■ **Stated task A**
Could you rewrite the paragraph in the thread that begins "I think the question is a little bit confusing, too" as a short list of its main steps?
■ **Stated task B**
Can you pull out every line of the listing below that contains the string "mouse"? Case counts.

■ **Article**
** BEGIN **
The problem is as follows:
The figure from below shows a cylinder spinning. Find the angular speed of the cylinder so that the perforations made in a minimum time by the bullet carrying a linear velocity $v$ make an angle with $O$ a central angle of $120^{\circ}$.
The alternatives given in my book are as follows:
$\begin{array}{ll} 1.&\frac{v}{\pi R}\\ 2.&\frac{3v}{R}\\ 3.&\frac{3\pi v}{R}\\ 4.&\frac{\pi v}{R^2}\\ 5.&\frac{\pi v}{6R}\\ \end{array}$
This problem is kind of confusing. I don't know exactly how to understand what's the central angle they are referring to. What would it be?.
The diagram is a bit confusing too, if the bullet is hitting the center of the cylinder, how can it make an angle?. What central angle is it referring?.
The only thing which I think it intended to say was that in a tiny fraction of time the cylinder and the bullet both have the same tangential speed. But would that idea help in the solution of this problem?.
Even if this is the case, how to use this logic?.
The only thing which I could do was to transform the given angle in rads as the angular displacement.
$\theta=120^{\circ}\times\frac{\pi}{180^{\circ}}=\frac{2\pi}{3}$
But again I don't know what is the $O$ they are referring, could it be that $O$ is a point situated in the center or is it located at a certain distance from the center?. Would that matter?.
All and all can comeone help me with this question?. I'm very confused. Help please?.
I think the question is a little bit confusing, too. But here's what I understand. Suppose the bullet strikes the cylinder at time $t=0$ and let us suppose that $x_{0} = 0$. Here, $x_{0}$ is the initial position of the bullet. The cylinder will keep rotating and I'm assuming you are measuring angles in the canonical way, that is, as you do in usual trigonometry. So, if the perforation makes an angle of $2\pi/3$ with $O$ in the minimum time, it means that this perforation goes from $\theta = \pi$ (where the bullet initally stoke) to $\theta = 2\pi/3$. In other words, the perforation rotates and angle of $\pi/3$ in the same period of time in which the bullet goes from the first to the second perforation. But what is this period of time? Because we set $t=0$ when the bullet strikes the cylinder first, the period of time we're looking for is: $$ 2R = vT \Rightarrow T = \frac{2R}{v}$$ Thus, once the cylinder rotates with constant angular speed, we have $\theta(t) = \omega t$, and it follows that: $$\theta\bigg{(}\frac{2R}{v}\bigg{)} = \frac{\pi}{3} = \omega \frac{2R}{v} \Rightarrow \omega = \frac{\pi v}{6R}$$
Note: To be fully rigorous, I should have considered $\theta(t) = \omega t + \pi$, since at $t = 0$ we have $\theta(0) = \pi$. However, I'm using the simplified equation for uniform rotation: $$\omega = \frac{\Delta \theta}{\Delta t}$$
** END **
■ **Data to process**
** BEGIN **
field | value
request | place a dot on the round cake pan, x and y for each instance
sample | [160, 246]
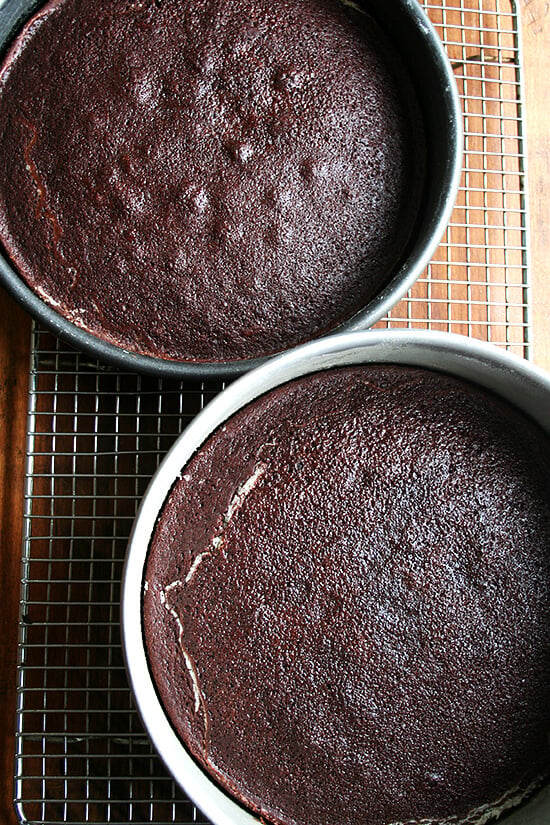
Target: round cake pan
[411, 32]
[515, 380]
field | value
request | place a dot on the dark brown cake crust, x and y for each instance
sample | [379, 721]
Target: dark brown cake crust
[346, 605]
[204, 180]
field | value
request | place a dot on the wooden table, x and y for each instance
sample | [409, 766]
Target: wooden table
[14, 360]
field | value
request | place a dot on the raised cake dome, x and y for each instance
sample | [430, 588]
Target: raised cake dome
[346, 601]
[206, 182]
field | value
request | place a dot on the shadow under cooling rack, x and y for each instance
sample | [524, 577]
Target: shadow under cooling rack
[96, 436]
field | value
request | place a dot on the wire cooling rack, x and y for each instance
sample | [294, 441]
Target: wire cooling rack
[96, 436]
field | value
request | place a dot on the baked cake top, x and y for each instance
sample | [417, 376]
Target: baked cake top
[206, 181]
[346, 606]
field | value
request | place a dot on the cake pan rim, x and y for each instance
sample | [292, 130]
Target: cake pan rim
[513, 378]
[407, 273]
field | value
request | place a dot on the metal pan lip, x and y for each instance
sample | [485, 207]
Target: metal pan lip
[507, 375]
[413, 16]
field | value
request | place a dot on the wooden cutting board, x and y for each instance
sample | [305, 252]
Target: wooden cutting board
[14, 363]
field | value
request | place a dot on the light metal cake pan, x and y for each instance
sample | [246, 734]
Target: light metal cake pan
[407, 26]
[493, 369]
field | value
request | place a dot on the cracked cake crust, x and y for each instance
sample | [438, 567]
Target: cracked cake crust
[357, 566]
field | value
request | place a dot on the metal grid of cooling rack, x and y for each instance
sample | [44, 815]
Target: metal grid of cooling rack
[96, 436]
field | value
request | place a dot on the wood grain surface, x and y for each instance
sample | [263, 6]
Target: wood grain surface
[14, 354]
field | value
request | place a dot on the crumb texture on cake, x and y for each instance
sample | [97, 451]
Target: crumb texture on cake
[347, 604]
[203, 180]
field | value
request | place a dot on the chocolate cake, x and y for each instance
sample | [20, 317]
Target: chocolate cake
[206, 181]
[346, 601]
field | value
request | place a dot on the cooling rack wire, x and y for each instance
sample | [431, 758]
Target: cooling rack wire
[96, 435]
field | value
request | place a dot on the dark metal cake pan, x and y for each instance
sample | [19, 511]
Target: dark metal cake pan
[508, 376]
[415, 39]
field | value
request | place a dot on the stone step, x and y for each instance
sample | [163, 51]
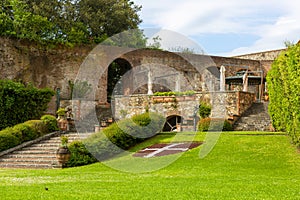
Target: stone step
[41, 155]
[29, 160]
[31, 156]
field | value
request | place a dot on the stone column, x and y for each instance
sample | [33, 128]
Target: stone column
[150, 85]
[177, 84]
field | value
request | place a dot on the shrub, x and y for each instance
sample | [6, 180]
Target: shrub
[79, 155]
[214, 124]
[204, 110]
[26, 131]
[50, 122]
[39, 127]
[7, 140]
[283, 87]
[19, 103]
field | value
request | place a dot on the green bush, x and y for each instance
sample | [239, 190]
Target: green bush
[79, 155]
[7, 140]
[39, 127]
[204, 110]
[19, 103]
[26, 131]
[283, 86]
[214, 124]
[51, 122]
[123, 134]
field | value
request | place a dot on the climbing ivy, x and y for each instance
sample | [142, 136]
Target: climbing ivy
[284, 90]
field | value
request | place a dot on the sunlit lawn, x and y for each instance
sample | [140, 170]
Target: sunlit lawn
[239, 167]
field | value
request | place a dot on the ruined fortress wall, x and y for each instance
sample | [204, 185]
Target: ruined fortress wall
[266, 55]
[54, 68]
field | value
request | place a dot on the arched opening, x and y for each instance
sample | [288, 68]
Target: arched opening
[115, 72]
[173, 123]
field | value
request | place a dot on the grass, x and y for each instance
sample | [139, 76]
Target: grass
[241, 166]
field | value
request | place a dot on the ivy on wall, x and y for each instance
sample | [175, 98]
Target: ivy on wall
[284, 91]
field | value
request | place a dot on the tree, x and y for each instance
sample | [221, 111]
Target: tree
[284, 90]
[67, 21]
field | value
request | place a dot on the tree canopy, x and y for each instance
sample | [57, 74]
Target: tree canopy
[67, 21]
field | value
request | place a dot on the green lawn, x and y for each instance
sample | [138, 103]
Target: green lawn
[241, 166]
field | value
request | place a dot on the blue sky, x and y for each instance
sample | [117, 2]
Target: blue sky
[226, 28]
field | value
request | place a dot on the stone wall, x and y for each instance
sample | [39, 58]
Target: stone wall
[54, 68]
[266, 55]
[224, 104]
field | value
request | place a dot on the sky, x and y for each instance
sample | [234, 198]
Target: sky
[225, 28]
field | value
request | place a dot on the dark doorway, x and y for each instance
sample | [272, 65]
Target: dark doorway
[115, 72]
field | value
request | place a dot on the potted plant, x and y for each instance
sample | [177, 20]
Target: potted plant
[63, 153]
[61, 119]
[266, 96]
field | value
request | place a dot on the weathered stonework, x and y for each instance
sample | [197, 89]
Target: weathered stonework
[224, 104]
[54, 68]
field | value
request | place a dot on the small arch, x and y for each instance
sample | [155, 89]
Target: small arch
[172, 123]
[115, 72]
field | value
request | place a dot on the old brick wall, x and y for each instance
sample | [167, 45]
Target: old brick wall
[55, 67]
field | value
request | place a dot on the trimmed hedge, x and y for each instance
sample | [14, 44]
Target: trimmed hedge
[19, 103]
[214, 124]
[283, 86]
[204, 110]
[30, 130]
[51, 122]
[79, 155]
[116, 138]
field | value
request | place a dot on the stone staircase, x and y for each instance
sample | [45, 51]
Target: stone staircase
[40, 155]
[256, 118]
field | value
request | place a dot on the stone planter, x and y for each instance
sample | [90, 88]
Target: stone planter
[63, 155]
[97, 128]
[62, 124]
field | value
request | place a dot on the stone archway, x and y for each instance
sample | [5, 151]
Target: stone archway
[116, 70]
[173, 123]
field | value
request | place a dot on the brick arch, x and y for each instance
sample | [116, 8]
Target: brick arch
[172, 122]
[116, 70]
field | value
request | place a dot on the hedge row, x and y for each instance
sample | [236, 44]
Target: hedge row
[283, 86]
[115, 139]
[214, 124]
[30, 130]
[20, 103]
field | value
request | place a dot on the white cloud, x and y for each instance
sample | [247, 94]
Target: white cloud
[273, 21]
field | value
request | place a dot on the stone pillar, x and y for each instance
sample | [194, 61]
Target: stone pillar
[177, 84]
[150, 85]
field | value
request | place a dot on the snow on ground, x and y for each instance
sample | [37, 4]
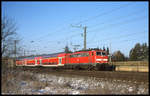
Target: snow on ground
[59, 84]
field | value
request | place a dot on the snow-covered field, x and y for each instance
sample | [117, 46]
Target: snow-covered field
[41, 83]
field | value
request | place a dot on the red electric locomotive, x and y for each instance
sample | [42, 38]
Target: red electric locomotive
[97, 59]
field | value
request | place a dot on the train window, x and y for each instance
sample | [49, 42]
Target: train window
[92, 53]
[98, 53]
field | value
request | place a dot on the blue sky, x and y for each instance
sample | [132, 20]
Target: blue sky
[117, 24]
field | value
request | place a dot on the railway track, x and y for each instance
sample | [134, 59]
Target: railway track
[129, 76]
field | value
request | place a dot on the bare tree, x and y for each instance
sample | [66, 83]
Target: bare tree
[8, 31]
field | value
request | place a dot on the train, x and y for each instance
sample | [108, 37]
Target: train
[89, 59]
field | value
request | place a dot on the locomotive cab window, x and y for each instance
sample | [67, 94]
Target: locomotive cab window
[100, 53]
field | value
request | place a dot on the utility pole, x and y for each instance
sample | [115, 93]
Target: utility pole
[84, 35]
[110, 52]
[15, 41]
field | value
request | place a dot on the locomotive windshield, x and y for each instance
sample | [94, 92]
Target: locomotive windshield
[100, 53]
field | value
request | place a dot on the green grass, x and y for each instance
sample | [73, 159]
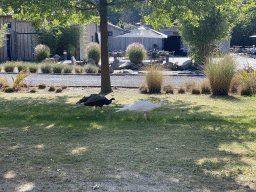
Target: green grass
[192, 143]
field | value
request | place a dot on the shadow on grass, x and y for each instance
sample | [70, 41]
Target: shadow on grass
[180, 141]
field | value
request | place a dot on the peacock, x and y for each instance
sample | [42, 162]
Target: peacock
[141, 106]
[95, 100]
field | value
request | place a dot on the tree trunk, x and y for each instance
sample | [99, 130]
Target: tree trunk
[105, 76]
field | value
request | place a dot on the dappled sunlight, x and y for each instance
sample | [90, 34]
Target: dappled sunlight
[245, 148]
[10, 175]
[25, 187]
[78, 150]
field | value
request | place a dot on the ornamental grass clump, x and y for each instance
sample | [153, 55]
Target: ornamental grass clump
[41, 52]
[33, 68]
[136, 53]
[248, 77]
[154, 79]
[220, 74]
[205, 87]
[168, 89]
[9, 66]
[89, 68]
[93, 51]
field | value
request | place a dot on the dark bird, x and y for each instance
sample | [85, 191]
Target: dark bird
[95, 100]
[84, 99]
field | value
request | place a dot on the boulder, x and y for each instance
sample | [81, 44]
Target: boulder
[115, 64]
[73, 60]
[91, 61]
[56, 57]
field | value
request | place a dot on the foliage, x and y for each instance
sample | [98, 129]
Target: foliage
[205, 87]
[46, 68]
[33, 67]
[41, 52]
[19, 81]
[57, 68]
[143, 89]
[249, 79]
[168, 89]
[60, 37]
[220, 74]
[89, 68]
[3, 32]
[202, 37]
[9, 66]
[181, 90]
[93, 51]
[136, 53]
[154, 79]
[67, 68]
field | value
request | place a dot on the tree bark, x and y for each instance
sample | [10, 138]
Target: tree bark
[105, 76]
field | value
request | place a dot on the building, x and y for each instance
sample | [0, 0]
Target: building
[20, 39]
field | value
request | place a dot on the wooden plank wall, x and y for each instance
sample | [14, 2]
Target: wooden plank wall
[23, 40]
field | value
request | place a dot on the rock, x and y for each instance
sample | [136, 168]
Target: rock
[56, 57]
[185, 65]
[91, 61]
[82, 63]
[73, 60]
[115, 64]
[126, 65]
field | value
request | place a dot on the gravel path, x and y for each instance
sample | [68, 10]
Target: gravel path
[119, 80]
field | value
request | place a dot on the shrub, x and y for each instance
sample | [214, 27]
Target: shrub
[9, 66]
[41, 52]
[154, 79]
[220, 74]
[57, 68]
[33, 68]
[205, 87]
[46, 68]
[136, 53]
[89, 68]
[92, 51]
[51, 88]
[168, 89]
[143, 89]
[181, 90]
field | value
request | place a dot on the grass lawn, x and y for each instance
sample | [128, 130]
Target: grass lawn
[192, 143]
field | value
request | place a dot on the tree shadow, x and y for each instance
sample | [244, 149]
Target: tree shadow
[189, 141]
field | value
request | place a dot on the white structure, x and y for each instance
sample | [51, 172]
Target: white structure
[140, 34]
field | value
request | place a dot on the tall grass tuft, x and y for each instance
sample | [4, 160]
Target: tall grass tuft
[89, 68]
[154, 79]
[248, 76]
[136, 53]
[9, 66]
[205, 87]
[33, 68]
[46, 68]
[93, 51]
[220, 73]
[168, 89]
[41, 52]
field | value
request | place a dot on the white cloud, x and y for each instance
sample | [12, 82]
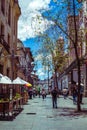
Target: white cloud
[39, 57]
[31, 21]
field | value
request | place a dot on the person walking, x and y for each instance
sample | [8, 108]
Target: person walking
[43, 93]
[54, 94]
[74, 94]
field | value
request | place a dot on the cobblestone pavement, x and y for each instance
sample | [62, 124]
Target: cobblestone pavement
[38, 114]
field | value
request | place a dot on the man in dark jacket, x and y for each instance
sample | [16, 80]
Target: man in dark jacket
[54, 94]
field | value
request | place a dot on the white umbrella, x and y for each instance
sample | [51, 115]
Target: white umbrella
[18, 80]
[5, 80]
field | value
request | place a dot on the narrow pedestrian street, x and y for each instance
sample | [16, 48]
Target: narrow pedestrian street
[38, 114]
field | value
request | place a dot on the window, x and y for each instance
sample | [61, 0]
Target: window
[8, 72]
[9, 15]
[9, 39]
[3, 6]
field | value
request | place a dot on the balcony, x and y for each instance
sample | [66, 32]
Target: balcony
[4, 43]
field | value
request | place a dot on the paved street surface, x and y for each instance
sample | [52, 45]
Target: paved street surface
[38, 114]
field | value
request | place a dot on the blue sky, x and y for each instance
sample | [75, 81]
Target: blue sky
[29, 26]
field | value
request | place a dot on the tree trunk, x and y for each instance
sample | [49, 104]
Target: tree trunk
[79, 81]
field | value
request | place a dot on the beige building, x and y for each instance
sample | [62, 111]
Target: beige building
[9, 14]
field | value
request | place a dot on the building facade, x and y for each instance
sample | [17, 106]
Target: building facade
[9, 14]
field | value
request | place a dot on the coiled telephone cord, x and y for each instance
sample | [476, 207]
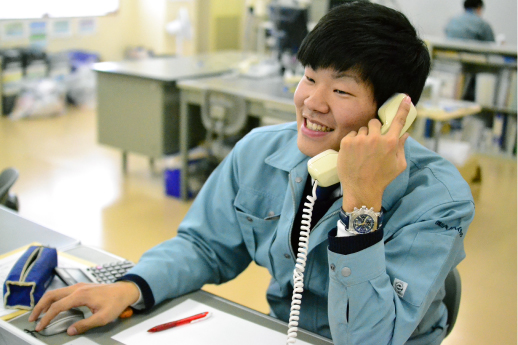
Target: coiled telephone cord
[298, 272]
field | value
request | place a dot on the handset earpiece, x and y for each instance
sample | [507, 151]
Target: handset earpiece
[388, 111]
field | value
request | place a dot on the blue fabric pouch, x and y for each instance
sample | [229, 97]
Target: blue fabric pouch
[30, 277]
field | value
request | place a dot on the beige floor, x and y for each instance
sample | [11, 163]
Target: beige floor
[71, 184]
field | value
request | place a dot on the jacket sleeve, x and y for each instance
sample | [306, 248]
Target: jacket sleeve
[209, 247]
[399, 276]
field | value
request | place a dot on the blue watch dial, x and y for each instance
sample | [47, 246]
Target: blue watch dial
[363, 223]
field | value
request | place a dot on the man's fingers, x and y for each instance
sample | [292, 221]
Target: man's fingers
[98, 319]
[48, 299]
[402, 113]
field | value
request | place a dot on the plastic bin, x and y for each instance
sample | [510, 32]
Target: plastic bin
[34, 62]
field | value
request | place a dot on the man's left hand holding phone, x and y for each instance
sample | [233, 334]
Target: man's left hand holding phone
[105, 301]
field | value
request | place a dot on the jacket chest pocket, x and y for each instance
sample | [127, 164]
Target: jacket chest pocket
[258, 215]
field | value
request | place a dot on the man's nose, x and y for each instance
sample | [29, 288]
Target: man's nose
[316, 101]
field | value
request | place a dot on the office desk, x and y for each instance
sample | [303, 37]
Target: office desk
[265, 97]
[16, 232]
[138, 102]
[445, 110]
[11, 333]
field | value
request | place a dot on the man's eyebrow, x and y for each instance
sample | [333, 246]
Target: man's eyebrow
[343, 75]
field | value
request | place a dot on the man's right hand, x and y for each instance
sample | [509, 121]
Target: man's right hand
[105, 301]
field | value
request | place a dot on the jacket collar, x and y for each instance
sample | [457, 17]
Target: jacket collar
[287, 157]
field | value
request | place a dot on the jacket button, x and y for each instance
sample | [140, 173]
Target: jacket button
[346, 271]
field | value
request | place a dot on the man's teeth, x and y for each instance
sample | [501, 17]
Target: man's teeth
[316, 127]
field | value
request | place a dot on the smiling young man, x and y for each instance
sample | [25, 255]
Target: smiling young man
[381, 286]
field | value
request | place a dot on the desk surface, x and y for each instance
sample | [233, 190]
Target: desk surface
[170, 69]
[270, 91]
[17, 232]
[11, 333]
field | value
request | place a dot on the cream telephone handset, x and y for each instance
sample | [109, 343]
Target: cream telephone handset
[322, 168]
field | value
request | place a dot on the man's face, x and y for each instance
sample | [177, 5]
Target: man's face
[329, 105]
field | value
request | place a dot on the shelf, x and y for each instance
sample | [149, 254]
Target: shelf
[499, 110]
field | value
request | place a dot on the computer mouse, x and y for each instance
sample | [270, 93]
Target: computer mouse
[62, 321]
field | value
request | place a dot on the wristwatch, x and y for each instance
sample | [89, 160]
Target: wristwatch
[361, 221]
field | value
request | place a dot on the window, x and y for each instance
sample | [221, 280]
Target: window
[37, 9]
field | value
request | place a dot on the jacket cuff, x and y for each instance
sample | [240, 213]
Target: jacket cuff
[149, 300]
[353, 244]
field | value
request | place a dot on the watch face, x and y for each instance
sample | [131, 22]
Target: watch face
[363, 223]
** END **
■ **Written reply A**
- Assume the bullet strikes the cylinder at $t=0$, with initial position $x_{0}=0$, and measure angles the usual trigonometric way.
- For the perforation to make an angle of $2\pi/3$ with $O$ in the minimum time, it moves from $\theta=\pi$ (where the bullet first struck) to $\theta=2\pi/3$, a rotation of $\pi/3$.
- This rotation takes place while the bullet travels from the first perforation to the second, a distance of $2R$, so $2R=vT$ and $T=\frac{2R}{v}$.
- With constant angular speed, $\theta(t)=\omega t$, so $\frac{\pi}{3}=\omega\frac{2R}{v}$, which gives $\omega=\frac{\pi v}{6R}$.

■ **Written reply B**
request | place a dot on the computer mouse, x and y for each instance
Target: computer mouse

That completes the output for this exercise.